TAREFAS PROPOSTAS:
a. No texto sobre a LGPD, qual percentual do faturamento limita a multa de R$50 milhões por infração?
b. Transcreva do texto sobre a LGPD o trecho que começa em "Mas, afinal, o" e segue até "do próprio negócio!".

TEXTO FORNECIDO:
-------
O advento da Lei Geral de Proteção de Dados (LGPD) definitivamente marcou e transformou muitas empresas nacionais, especialmente as do setor de tecnologia que desenvolvem a base para um segmento da economia que é movido por informação: o varejo. Muitos termos e práticas, até antes desconhecidos por algumas pequenas e médias companhias, ganharam destaque no processo: Proteção e Privacidade, Governança e Diferencial Competitivo.

 

Mas, afinal, o que a LGPD trouxe de positivo para elas e como se tornou um elemento impulsionador de governança e destaque sobre os concorrentes?

 

Desde a sua publicação temos visto muitas empresas iniciarem seus processos de adequação, como também algumas outras esperando para ver o que irá acontecer com o mercado. Mas, uma coisa é comum: a maioria do mercado enxergava essa adequação como um custo.

 

Dentre aquelas que iniciaram o processo de adequação, pudemos observar que um dos principais fatores que as impulsionaram foram as sanções administrativas dispostas nesta lei, tal como a multa de R$50 milhões (limitado a 2% do faturamento) por infração, assim como a suspenção ou bloqueio do tratamento e até mesmo a publicidade da infração. No universo das empresas de tecnologia, a suspensão ou bloqueio de tratamento é o equivalente a interrupção do próprio negócio!
-------
MATERIAL FORNECIDO:
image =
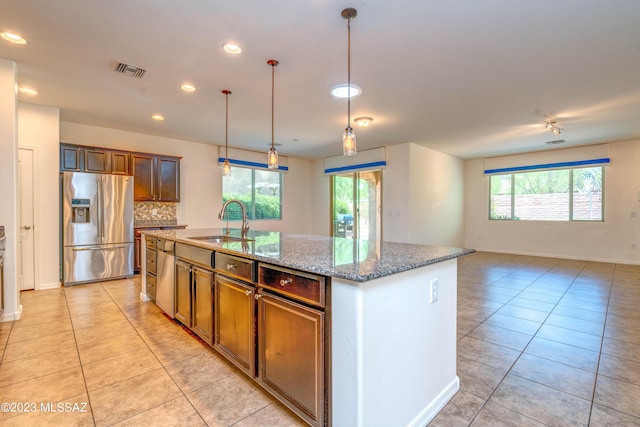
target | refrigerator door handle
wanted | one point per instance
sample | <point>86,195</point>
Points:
<point>99,208</point>
<point>98,248</point>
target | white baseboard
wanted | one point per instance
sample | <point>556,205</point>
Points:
<point>9,317</point>
<point>44,286</point>
<point>436,405</point>
<point>559,256</point>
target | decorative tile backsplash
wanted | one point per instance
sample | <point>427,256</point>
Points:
<point>155,211</point>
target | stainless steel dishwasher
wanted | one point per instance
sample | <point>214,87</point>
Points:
<point>165,293</point>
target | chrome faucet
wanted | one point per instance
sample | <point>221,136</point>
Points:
<point>245,219</point>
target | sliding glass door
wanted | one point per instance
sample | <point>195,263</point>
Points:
-------
RESPOSTAS DO EXERCÍCIO:
a. 2% do faturamento.

b.
Mas, afinal, o que a LGPD trouxe de positivo para elas e como se tornou um elemento impulsionador de governança e destaque sobre os concorrentes?

 

Desde a sua publicação temos visto muitas empresas iniciarem seus processos de adequação, como também algumas outras esperando para ver o que irá acontecer com o mercado. Mas, uma coisa é comum: a maioria do mercado enxergava essa adequação como um custo.

 

Dentre aquelas que iniciaram o processo de adequação, pudemos observar que um dos principais fatores que as impulsionaram foram as sanções administrativas dispostas nesta lei, tal como a multa de R$50 milhões (limitado a 2% do faturamento) por infração, assim como a suspenção ou bloqueio do tratamento e até mesmo a publicidade da infração. No universo das empresas de tecnologia, a suspensão ou bloqueio de tratamento é o equivalente a interrupção do próprio negócio!